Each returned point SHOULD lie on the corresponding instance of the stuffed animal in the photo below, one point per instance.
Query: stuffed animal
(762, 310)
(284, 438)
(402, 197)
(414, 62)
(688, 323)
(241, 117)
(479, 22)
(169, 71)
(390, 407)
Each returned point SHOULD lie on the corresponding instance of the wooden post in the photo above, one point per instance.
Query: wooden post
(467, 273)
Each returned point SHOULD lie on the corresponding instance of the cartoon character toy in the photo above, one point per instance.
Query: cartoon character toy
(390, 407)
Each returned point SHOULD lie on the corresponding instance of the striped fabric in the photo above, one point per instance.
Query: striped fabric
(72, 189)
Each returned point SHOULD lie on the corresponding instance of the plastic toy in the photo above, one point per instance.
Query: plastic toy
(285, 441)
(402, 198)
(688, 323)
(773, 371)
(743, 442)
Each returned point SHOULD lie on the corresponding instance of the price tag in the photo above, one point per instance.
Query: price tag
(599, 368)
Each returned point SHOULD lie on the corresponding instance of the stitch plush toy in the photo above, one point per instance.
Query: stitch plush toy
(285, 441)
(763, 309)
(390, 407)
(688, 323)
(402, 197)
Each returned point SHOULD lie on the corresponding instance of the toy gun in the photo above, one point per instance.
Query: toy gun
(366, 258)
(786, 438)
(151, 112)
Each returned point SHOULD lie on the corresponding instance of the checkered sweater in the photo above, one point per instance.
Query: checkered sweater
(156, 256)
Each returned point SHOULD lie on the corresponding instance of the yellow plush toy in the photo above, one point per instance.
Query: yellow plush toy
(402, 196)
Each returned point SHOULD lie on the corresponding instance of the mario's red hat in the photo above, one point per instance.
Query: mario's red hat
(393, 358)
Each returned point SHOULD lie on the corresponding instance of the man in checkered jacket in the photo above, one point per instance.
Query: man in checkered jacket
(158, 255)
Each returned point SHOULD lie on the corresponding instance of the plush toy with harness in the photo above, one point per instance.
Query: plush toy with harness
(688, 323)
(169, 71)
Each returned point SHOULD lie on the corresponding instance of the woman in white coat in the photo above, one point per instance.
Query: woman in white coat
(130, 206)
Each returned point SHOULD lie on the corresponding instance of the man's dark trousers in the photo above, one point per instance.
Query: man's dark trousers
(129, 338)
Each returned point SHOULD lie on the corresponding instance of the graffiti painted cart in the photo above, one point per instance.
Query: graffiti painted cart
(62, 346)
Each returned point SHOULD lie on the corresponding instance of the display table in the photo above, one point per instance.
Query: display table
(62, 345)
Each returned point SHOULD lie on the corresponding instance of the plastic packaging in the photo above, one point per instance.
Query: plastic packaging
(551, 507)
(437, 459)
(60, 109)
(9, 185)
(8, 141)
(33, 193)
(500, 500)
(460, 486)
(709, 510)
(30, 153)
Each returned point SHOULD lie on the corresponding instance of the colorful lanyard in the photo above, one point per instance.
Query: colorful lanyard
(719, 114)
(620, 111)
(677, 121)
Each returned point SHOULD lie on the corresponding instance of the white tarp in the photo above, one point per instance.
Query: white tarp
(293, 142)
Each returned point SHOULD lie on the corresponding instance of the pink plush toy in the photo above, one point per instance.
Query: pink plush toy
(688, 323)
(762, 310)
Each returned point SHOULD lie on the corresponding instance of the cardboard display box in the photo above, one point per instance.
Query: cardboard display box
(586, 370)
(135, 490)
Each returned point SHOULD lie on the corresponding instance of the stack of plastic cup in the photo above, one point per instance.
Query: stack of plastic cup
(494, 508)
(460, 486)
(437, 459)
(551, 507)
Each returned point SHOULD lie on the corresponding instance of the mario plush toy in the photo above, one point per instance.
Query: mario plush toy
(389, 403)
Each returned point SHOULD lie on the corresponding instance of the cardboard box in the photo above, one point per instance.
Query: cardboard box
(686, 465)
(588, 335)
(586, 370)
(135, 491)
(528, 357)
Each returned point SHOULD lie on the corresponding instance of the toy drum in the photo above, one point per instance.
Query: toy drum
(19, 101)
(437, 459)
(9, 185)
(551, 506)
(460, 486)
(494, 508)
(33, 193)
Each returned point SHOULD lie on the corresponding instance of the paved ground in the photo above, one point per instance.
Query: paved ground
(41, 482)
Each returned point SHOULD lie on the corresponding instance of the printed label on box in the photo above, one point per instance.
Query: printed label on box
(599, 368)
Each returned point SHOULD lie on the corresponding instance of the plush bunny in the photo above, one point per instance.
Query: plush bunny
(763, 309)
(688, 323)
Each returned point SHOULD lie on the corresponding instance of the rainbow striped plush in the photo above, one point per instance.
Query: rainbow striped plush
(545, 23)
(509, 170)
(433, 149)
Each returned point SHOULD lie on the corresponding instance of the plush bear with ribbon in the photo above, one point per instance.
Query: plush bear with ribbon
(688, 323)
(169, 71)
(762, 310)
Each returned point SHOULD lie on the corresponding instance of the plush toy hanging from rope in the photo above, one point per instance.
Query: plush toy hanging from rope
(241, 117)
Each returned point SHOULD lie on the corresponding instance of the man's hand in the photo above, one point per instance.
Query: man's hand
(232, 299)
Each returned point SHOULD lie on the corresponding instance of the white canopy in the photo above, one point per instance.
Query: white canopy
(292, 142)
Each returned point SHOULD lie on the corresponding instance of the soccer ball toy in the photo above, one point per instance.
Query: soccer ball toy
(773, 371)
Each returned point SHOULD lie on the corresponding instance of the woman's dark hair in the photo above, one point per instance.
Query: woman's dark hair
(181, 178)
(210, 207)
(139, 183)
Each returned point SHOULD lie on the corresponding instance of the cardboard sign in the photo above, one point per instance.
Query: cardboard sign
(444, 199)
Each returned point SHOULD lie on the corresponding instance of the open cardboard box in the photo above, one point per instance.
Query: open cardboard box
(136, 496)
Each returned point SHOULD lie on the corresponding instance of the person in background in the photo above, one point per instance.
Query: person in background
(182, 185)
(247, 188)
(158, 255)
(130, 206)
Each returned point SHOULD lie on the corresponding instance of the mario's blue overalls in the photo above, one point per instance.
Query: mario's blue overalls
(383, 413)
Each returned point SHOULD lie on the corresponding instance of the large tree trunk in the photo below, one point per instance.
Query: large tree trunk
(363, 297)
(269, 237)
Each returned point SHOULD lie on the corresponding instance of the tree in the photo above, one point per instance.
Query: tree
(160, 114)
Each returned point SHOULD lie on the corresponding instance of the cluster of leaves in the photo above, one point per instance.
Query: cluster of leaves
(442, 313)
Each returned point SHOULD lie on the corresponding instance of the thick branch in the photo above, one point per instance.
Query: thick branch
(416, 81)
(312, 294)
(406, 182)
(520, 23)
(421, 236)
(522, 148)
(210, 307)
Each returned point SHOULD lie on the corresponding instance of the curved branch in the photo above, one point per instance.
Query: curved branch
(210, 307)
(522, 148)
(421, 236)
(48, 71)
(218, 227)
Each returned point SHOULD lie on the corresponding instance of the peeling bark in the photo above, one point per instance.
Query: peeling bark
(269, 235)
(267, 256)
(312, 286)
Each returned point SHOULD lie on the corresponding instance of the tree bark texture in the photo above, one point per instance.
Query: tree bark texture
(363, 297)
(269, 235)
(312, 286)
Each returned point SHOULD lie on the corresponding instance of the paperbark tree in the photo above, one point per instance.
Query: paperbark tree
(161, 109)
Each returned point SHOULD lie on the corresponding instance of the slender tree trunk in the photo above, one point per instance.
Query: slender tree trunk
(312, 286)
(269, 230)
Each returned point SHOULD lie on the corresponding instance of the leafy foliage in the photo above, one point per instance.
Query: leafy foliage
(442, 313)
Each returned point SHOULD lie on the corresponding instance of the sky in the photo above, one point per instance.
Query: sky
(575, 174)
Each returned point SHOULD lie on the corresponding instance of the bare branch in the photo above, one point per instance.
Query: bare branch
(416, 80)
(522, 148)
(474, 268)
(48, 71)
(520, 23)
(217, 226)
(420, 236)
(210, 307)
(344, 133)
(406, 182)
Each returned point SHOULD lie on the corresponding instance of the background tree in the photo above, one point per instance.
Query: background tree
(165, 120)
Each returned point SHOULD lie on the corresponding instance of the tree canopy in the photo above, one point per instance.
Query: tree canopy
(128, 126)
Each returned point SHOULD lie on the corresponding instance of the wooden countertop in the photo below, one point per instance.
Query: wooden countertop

*SHORT EXERCISE*: Exactly reproduce the lines that run from the line with "of the curved" through the last line of the records, inclusive.

*EXPECTED ANSWER*:
Each returned point SHOULD lie on the corresponding instance of the curved branch in the photo above, one point per instance.
Query: curved branch
(210, 307)
(522, 148)
(421, 236)
(48, 71)
(218, 227)
Each returned point SHOULD lie on the corresponding instance of the peeling bark in the photo above, one point per instance.
Query: peeling bark
(269, 235)
(267, 256)
(312, 286)
Each returned point SHOULD lie on the corresponding instance of the tree bark texture in the photo above, one point per instance.
Query: tree bark texture
(363, 297)
(269, 235)
(312, 286)
Each returned point SHOULD lie on the corresponding instance of the paperbark tree in the photo above, one point per instance.
Query: paperbark tree
(161, 109)
Each returned point SHOULD lie on the corresponding instance of the slender tree trunk in the photo above, one point per instance.
Query: slender tree trunk
(312, 286)
(269, 230)
Each returned point SHOULD lie on the corresponding instance of the leafy foliage in the photo above, one point per instance.
Query: leafy foliage
(442, 313)
Each returned point SHOULD lie on the corresponding instance of the sky in the photo above, one point per instance.
Query: sky
(575, 174)
Each returned point SHOULD lie on the corresponding instance of the bare branch in the photo above, one point per instance.
Query: bare branch
(416, 80)
(522, 148)
(474, 268)
(48, 71)
(520, 23)
(217, 226)
(420, 236)
(210, 307)
(344, 133)
(406, 182)
Each returned point SHOULD lie on the corresponding instance of the background tree in the photo above, one point per instance.
Query: background tree
(165, 120)
Each returned point SHOULD lie on the corresponding instance of the tree canopy in the photo above, one point per instance.
Query: tree canopy
(128, 126)
Each returned point SHOULD lie on the corresponding instance of the wooden countertop in the photo below, one point per instance.
Query: wooden countertop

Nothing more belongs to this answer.